### EXERCICE A
Recopiez le passage de l'article sur le rapport du FMC, de « Le document, publié » jusqu'à « consommation de contenus. » inclus, en remplaçant « Diplomate » par « Posée ».
### EXERCICE B
D'après l'article sur le rapport du FMC, les affirmations suivantes sont-elles vraies ? Répondez par oui ou non et citez les mots de l'article qui le montrent.
(i) Le rapport des tendances 2021 ressemble aux huit rapports produits avant lui.
(ii) Le document porte le titre Reprendre autrement.
(iii) Catherine Mathys est directrice de la veille stratégique pour le Fonds.
### EXERCICE C
Selon l'article sur le rapport du FMC, pourquoi le rapport des tendances 2021 est-il différent des précédents ? Répondez en une à trois phrases.

### PASSAGE DU TEXTE
++++++++++++++++++++

On le sait, l’année 2020 en fut une de transformation – et le mot est faible! Et l’une des conséquences de la crise sanitaire, et des fermetures généralisées qui s’en sont suivi, a été ce chambardement des modes de consommation de contenu. Avec cette année pandémique derrière soi, le Fonds des médias du Canada (FMC) tente de prévoir l’avenir. Un avenir qui viendra confirmer des tendances lourdes, oui, mais qui ne viendra pas signer l’arrêt de mort de certains aspects culturels, sociétaux et médiatiques en apparence intouchables.
Le document, publié la semaine dernière et intitulé Reprendre autrement, est différent, le FMC en convient d’office. Dans l’introduction, d’ailleurs, on souligne avec raison que « le rapport des tendances 2021 ne ressemble à aucun des huit autres rapports que nous avons produits dans le passé ». L’équipe responsable de la publication dit ainsi avoir « profité du chaos pour tout revoir, tout repenser, tout reconstruire ».
Diplomate, Catherine Mathys, directrice de la veille stratégique pour le Fonds, évoque « une année particulière pour tout le monde », notamment en ce qui concerne la consommation de contenus.

++++++++++++++++++++

Extraits de données d'annotation par points:
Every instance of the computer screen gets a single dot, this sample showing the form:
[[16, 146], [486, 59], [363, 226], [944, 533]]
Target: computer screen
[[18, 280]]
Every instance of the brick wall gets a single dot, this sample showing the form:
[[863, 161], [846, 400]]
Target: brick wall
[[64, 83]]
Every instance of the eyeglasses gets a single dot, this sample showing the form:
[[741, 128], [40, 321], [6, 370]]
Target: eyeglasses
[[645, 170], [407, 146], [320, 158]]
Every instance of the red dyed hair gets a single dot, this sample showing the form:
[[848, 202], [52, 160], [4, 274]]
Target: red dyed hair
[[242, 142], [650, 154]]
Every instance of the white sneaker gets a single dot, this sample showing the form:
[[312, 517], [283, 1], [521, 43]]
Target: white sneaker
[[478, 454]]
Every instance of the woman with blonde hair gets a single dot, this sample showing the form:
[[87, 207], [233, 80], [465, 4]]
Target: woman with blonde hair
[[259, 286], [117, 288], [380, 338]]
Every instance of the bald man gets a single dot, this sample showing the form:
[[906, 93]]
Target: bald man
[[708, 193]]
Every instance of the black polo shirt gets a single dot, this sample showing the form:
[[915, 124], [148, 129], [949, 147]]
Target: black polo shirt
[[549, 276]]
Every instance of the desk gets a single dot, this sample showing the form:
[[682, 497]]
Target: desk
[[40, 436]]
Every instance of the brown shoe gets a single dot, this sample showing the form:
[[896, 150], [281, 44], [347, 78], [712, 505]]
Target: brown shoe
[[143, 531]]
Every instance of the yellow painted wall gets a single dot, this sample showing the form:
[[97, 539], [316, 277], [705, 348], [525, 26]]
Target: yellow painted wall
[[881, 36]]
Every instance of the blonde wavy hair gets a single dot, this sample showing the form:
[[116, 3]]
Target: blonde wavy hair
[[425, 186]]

++++++++++++++++++++

### RÉPONSE A
Le document, publié la semaine dernière et intitulé Reprendre autrement, est différent, le FMC en convient d’office. Dans l’introduction, d’ailleurs, on souligne avec raison que « le rapport des tendances 2021 ne ressemble à aucun des huit autres rapports que nous avons produits dans le passé ». L’équipe responsable de la publication dit ainsi avoir « profité du chaos pour tout revoir, tout repenser, tout reconstruire ».
Posée, Catherine Mathys, directrice de la veille stratégique pour le Fonds, évoque « une année particulière pour tout le monde », notamment en ce qui concerne la consommation de contenus.

### RÉPONSE B
(i) Non : « le rapport des tendances 2021 ne ressemble à aucun des huit autres rapports que nous avons produits dans le passé ».
(ii) Oui : « intitulé Reprendre autrement ».
(iii) Oui : « directrice de la veille stratégique pour le Fonds ».

### RÉPONSE C
L'équipe responsable de la publication dit avoir « profité du chaos pour tout revoir, tout repenser, tout reconstruire ».